Assigned task –
Each line of the data below holding the word "hooded" must be copied.

Natural language region descriptions
:::::
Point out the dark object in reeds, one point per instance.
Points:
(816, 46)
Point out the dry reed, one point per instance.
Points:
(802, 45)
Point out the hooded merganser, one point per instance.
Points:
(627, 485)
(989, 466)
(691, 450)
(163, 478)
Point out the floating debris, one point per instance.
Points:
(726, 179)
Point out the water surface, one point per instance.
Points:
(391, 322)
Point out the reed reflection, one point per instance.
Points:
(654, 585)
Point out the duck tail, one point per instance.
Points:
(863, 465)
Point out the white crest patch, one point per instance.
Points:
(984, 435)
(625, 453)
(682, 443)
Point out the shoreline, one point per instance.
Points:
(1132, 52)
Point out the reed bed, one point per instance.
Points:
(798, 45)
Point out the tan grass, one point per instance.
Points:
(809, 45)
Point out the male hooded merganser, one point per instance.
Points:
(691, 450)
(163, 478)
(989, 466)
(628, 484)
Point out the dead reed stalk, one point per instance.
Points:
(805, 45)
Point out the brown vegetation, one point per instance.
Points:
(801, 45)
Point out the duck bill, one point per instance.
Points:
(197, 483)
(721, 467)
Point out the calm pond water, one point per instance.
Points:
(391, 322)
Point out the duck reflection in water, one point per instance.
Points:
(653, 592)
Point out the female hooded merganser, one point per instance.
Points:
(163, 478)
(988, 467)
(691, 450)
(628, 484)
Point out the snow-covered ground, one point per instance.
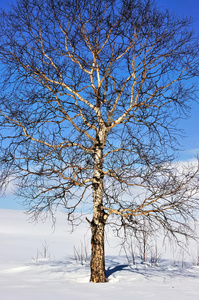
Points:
(38, 262)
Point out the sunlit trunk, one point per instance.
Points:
(98, 223)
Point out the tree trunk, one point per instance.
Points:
(97, 263)
(99, 220)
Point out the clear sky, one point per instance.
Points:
(191, 125)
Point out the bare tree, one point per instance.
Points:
(90, 95)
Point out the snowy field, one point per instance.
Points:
(37, 262)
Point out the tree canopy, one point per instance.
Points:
(90, 96)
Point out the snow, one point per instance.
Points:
(38, 262)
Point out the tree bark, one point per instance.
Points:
(97, 263)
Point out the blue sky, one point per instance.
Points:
(190, 126)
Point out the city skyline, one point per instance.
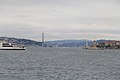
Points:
(70, 19)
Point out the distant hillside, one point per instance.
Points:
(72, 43)
(57, 43)
(26, 42)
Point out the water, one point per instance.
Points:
(60, 64)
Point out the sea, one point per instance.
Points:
(42, 63)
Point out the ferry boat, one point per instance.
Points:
(8, 46)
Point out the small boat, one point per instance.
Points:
(8, 46)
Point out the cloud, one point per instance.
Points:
(32, 17)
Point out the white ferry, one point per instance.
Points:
(8, 46)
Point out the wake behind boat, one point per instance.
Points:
(8, 46)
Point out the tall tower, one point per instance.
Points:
(42, 39)
(94, 43)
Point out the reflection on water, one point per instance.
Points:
(59, 64)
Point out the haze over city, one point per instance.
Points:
(68, 19)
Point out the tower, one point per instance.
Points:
(94, 43)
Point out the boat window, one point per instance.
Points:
(7, 45)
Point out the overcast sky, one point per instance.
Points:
(60, 19)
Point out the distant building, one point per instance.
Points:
(109, 45)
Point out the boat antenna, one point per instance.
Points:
(42, 39)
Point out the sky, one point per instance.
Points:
(60, 19)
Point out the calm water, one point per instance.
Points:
(60, 64)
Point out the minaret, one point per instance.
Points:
(42, 39)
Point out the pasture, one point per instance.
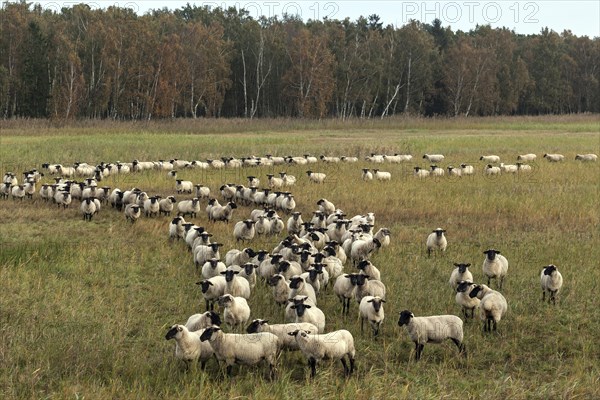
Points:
(85, 305)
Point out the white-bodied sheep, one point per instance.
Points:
(490, 159)
(245, 349)
(188, 207)
(586, 157)
(188, 347)
(434, 329)
(236, 311)
(316, 177)
(492, 308)
(460, 273)
(468, 303)
(495, 266)
(434, 158)
(551, 280)
(554, 157)
(371, 309)
(336, 345)
(436, 241)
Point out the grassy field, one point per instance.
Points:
(85, 306)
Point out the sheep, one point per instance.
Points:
(280, 287)
(236, 286)
(286, 341)
(188, 207)
(371, 309)
(551, 282)
(212, 267)
(361, 249)
(316, 177)
(492, 308)
(434, 158)
(490, 170)
(236, 311)
(381, 175)
(366, 287)
(367, 268)
(188, 346)
(299, 287)
(306, 312)
(436, 241)
(88, 209)
(246, 349)
(244, 230)
(202, 321)
(460, 273)
(222, 213)
(462, 298)
(586, 157)
(554, 157)
(495, 266)
(132, 212)
(467, 169)
(421, 173)
(151, 206)
(433, 329)
(490, 159)
(334, 345)
(212, 289)
(527, 157)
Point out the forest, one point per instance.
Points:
(221, 63)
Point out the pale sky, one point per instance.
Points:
(582, 17)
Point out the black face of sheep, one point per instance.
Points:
(173, 331)
(405, 317)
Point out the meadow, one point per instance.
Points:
(85, 306)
:::::
Solved problem –
Point out the hooded merganser, one point per instance.
Point out the male hooded merganser, one point per instance.
Point out the female hooded merganser, one point per instance.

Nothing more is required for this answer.